## Problem description
The response must contain every line of the records that follow, duplicated exactly.

═════ Supplied records ═════

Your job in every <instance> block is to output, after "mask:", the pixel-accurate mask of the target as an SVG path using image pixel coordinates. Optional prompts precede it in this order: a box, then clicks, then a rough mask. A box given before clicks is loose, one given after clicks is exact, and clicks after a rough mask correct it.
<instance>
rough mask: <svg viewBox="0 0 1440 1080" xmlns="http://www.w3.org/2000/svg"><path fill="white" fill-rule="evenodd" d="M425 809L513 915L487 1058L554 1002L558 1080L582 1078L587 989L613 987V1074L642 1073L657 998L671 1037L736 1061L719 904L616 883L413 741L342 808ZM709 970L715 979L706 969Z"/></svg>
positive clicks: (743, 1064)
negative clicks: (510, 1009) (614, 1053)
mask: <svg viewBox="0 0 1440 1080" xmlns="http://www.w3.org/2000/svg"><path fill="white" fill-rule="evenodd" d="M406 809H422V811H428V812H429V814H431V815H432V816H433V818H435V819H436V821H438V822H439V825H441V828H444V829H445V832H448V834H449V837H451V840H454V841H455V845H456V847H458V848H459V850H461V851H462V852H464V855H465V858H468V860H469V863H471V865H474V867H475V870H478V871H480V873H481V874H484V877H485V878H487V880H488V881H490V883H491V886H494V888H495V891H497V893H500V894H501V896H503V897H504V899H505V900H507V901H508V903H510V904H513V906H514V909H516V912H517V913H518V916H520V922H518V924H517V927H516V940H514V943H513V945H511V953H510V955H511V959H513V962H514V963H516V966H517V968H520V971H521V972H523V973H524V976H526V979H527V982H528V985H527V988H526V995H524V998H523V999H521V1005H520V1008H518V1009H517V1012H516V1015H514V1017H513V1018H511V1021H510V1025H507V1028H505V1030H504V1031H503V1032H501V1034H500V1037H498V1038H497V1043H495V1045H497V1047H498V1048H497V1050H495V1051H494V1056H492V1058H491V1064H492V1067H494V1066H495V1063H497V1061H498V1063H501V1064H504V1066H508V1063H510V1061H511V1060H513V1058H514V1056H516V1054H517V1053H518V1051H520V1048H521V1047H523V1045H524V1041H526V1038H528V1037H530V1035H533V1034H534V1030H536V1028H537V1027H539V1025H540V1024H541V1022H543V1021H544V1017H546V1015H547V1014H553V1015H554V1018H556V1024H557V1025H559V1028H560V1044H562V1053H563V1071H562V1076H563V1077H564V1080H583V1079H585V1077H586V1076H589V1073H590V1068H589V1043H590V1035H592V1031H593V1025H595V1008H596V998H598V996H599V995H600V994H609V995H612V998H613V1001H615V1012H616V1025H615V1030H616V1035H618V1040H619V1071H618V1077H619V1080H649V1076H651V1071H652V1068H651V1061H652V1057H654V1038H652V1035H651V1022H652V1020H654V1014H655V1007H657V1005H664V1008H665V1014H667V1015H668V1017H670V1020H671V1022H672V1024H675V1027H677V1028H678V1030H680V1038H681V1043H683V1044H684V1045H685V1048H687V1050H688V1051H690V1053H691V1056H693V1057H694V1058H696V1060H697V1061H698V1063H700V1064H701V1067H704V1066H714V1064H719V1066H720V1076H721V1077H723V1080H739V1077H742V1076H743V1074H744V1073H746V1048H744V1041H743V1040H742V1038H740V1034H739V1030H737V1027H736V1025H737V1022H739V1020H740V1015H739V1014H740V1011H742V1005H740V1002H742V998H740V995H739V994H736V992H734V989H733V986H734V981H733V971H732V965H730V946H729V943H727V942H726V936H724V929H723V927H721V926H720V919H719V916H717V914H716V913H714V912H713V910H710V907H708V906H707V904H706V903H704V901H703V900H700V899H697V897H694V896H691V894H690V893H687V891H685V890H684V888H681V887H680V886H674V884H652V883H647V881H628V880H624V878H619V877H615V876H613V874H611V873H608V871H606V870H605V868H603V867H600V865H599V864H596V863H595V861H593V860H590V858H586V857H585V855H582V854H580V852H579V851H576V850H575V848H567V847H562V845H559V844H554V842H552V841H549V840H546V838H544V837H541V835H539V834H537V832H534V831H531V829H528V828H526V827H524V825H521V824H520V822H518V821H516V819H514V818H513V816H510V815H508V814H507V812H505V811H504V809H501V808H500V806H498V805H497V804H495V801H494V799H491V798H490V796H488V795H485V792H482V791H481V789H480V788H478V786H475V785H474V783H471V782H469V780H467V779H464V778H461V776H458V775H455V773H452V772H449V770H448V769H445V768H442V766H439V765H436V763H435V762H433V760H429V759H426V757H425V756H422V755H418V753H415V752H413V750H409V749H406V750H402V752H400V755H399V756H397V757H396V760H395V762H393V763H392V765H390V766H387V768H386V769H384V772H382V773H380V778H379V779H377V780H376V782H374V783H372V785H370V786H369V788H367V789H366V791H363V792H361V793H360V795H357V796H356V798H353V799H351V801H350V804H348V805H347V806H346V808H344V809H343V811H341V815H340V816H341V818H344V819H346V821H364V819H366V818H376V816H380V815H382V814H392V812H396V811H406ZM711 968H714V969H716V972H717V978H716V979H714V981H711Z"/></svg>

═════

## Result below
Your job in every <instance> block is to output, after "mask:", the pixel-accurate mask of the target as an SVG path using image pixel coordinates. Optional prompts precede it in this order: a box, then clicks, then a rough mask. A box given before clicks is loose, one given after clicks is exact, and clicks after a rough mask correct it.
<instance>
rough mask: <svg viewBox="0 0 1440 1080" xmlns="http://www.w3.org/2000/svg"><path fill="white" fill-rule="evenodd" d="M425 809L513 915L487 1058L554 1002L558 1080L582 1078L587 989L613 987V1074L642 1073L657 998L671 1037L736 1061L719 904L616 883L413 741L342 808ZM709 970L715 979L706 969Z"/></svg>
positive clicks: (743, 1064)
negative clicks: (510, 1009) (614, 1053)
mask: <svg viewBox="0 0 1440 1080" xmlns="http://www.w3.org/2000/svg"><path fill="white" fill-rule="evenodd" d="M406 809H422V811H428V812H429V814H431V815H432V816H433V818H435V819H436V821H438V822H439V825H441V828H444V829H445V832H448V834H449V837H451V840H454V841H455V845H456V847H458V848H459V850H461V851H462V852H464V855H465V858H468V860H469V863H471V865H474V867H475V870H478V871H480V873H481V874H484V877H485V878H487V880H488V881H490V883H491V886H494V888H495V891H497V893H500V894H501V896H503V897H504V899H505V900H507V901H508V903H510V904H513V906H514V909H516V912H517V913H518V916H520V922H518V924H517V927H516V940H514V943H513V945H511V953H510V955H511V959H513V962H514V963H516V966H517V968H520V971H521V972H523V973H524V976H526V979H527V982H528V985H527V988H526V995H524V998H523V999H521V1005H520V1008H518V1009H517V1012H516V1015H514V1017H513V1018H511V1021H510V1025H507V1028H505V1030H504V1031H503V1032H501V1034H500V1037H498V1038H497V1043H495V1045H497V1047H498V1048H497V1050H495V1051H494V1056H492V1058H491V1064H492V1067H494V1066H495V1063H497V1061H498V1063H501V1064H504V1066H508V1063H510V1061H511V1060H513V1058H514V1056H516V1054H517V1053H518V1051H520V1048H521V1047H523V1045H524V1041H526V1038H528V1037H530V1035H533V1034H534V1030H536V1028H537V1027H539V1025H540V1024H541V1022H543V1021H544V1017H546V1015H547V1014H553V1015H554V1018H556V1024H557V1025H559V1028H560V1044H562V1053H563V1071H562V1076H563V1077H564V1080H583V1079H585V1077H586V1076H589V1073H590V1068H589V1043H590V1035H592V1031H593V1025H595V1008H596V998H598V996H599V995H600V994H609V995H612V998H613V1001H615V1012H616V1025H615V1030H616V1035H618V1040H619V1071H618V1077H619V1080H649V1076H651V1071H652V1068H651V1061H652V1057H654V1038H652V1035H651V1022H652V1020H654V1014H655V1007H657V1005H664V1008H665V1014H667V1015H668V1017H670V1020H671V1022H672V1024H675V1027H677V1028H678V1030H680V1038H681V1043H683V1044H684V1045H685V1048H687V1050H688V1051H690V1053H691V1056H693V1057H694V1058H696V1060H697V1061H698V1063H700V1064H701V1067H704V1066H714V1064H719V1066H720V1076H721V1077H723V1080H739V1077H742V1076H743V1074H744V1073H746V1048H744V1041H743V1040H742V1038H740V1034H739V1030H737V1027H736V1025H737V1022H739V1020H740V1015H739V1014H740V1011H742V1005H740V1002H742V998H740V995H739V994H736V992H734V989H733V986H734V981H733V971H732V965H730V946H729V943H727V942H726V936H724V929H723V927H721V926H720V919H719V916H717V914H716V913H714V912H713V910H710V907H708V906H707V904H706V903H704V901H703V900H700V899H697V897H694V896H691V894H690V893H687V891H685V890H684V888H681V887H680V886H674V884H652V883H647V881H628V880H624V878H619V877H615V876H613V874H611V873H608V871H606V870H605V868H603V867H600V865H599V864H596V863H595V861H593V860H590V858H586V857H585V855H582V854H580V852H579V851H576V850H575V848H567V847H562V845H559V844H554V842H552V841H549V840H546V838H544V837H541V835H539V834H537V832H534V831H531V829H528V828H526V827H524V825H521V824H520V822H518V821H516V819H514V818H513V816H510V815H508V814H507V812H505V811H504V809H501V808H500V806H498V805H497V804H495V801H494V799H491V798H490V796H488V795H485V792H482V791H481V789H480V788H478V786H475V785H474V783H471V782H469V780H467V779H464V778H461V776H458V775H455V773H452V772H449V770H448V769H445V768H442V766H439V765H436V763H435V762H433V760H429V759H426V757H425V756H422V755H418V753H415V752H413V750H409V749H406V750H402V752H400V755H399V756H397V757H396V760H395V762H393V763H392V765H390V766H387V768H386V769H384V772H382V773H380V778H379V779H377V780H376V782H374V783H372V785H370V786H369V788H367V789H366V791H363V792H361V793H360V795H357V796H356V798H353V799H351V801H350V804H348V805H347V806H346V808H344V809H343V811H341V815H340V816H341V818H344V819H346V821H364V819H366V818H376V816H380V815H382V814H392V812H396V811H406ZM711 968H714V969H716V972H717V978H716V979H714V981H711Z"/></svg>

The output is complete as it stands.